(Collection entries)
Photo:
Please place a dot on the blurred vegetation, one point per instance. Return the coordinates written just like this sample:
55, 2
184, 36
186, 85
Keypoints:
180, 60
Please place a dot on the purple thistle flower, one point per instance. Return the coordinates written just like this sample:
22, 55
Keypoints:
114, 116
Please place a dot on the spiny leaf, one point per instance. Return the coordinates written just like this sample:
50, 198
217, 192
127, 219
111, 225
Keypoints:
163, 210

---

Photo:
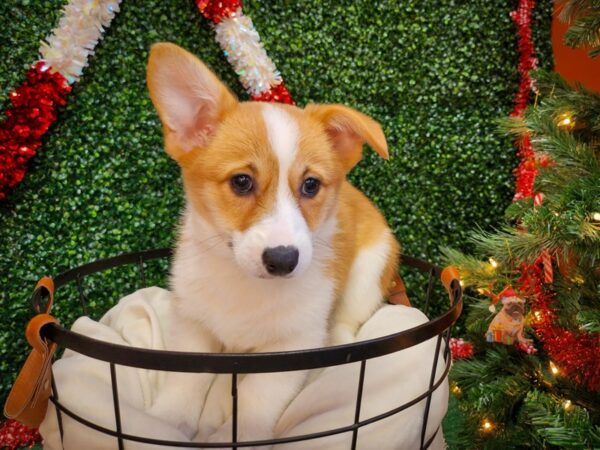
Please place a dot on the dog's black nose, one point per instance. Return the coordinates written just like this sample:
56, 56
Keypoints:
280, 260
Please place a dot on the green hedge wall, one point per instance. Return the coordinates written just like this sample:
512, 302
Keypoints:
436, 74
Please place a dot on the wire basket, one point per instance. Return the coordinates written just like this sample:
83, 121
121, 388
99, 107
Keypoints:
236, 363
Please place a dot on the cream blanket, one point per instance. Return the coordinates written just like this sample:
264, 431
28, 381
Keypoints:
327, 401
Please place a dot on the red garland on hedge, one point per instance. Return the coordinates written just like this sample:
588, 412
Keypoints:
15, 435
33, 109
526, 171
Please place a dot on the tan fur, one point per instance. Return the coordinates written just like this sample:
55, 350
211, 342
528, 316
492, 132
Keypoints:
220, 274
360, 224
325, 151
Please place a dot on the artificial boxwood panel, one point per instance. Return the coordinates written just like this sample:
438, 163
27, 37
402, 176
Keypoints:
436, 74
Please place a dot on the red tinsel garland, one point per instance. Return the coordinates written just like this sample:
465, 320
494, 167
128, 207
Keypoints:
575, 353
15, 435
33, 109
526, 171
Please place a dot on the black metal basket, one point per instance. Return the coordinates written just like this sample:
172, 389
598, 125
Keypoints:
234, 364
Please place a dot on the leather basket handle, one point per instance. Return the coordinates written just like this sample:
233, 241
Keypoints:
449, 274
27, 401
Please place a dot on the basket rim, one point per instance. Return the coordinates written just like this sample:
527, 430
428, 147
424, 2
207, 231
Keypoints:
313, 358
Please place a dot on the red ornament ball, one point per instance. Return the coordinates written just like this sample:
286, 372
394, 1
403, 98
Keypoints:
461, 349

--

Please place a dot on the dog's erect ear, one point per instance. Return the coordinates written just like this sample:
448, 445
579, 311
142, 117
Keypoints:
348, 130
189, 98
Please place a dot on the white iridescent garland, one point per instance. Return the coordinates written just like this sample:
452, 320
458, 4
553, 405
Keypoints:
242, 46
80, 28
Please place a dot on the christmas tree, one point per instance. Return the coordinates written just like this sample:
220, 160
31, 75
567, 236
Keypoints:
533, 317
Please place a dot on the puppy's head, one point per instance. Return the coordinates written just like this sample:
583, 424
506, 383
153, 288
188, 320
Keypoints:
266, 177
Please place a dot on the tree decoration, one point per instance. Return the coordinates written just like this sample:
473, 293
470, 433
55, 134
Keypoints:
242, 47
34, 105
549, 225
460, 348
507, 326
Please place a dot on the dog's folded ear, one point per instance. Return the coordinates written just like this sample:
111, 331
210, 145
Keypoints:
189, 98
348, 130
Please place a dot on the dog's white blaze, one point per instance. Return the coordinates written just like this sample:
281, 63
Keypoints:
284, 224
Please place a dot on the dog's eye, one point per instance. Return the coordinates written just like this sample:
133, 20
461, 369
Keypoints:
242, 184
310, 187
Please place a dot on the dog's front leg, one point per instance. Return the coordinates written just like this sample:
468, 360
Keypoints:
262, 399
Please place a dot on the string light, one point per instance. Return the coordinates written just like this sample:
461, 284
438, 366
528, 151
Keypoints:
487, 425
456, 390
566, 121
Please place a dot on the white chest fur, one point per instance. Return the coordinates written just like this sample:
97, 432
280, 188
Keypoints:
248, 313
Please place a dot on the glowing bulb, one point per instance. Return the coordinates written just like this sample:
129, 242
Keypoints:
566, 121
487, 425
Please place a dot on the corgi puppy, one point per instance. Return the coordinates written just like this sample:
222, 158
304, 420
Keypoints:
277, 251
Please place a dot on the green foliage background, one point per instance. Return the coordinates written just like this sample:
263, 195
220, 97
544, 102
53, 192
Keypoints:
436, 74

● **THE TASK**: Which lines in the collection entries contain the string "puppy", with case counting? Copy every one of them in full.

● **COMPLETE ANSWER**:
Please place a dot on the puppy's head, one point per instance. Return the coordinates written just like this sample:
Please place a dot on the corgi puppy, one point per instance. Return the coordinates written just like this sample:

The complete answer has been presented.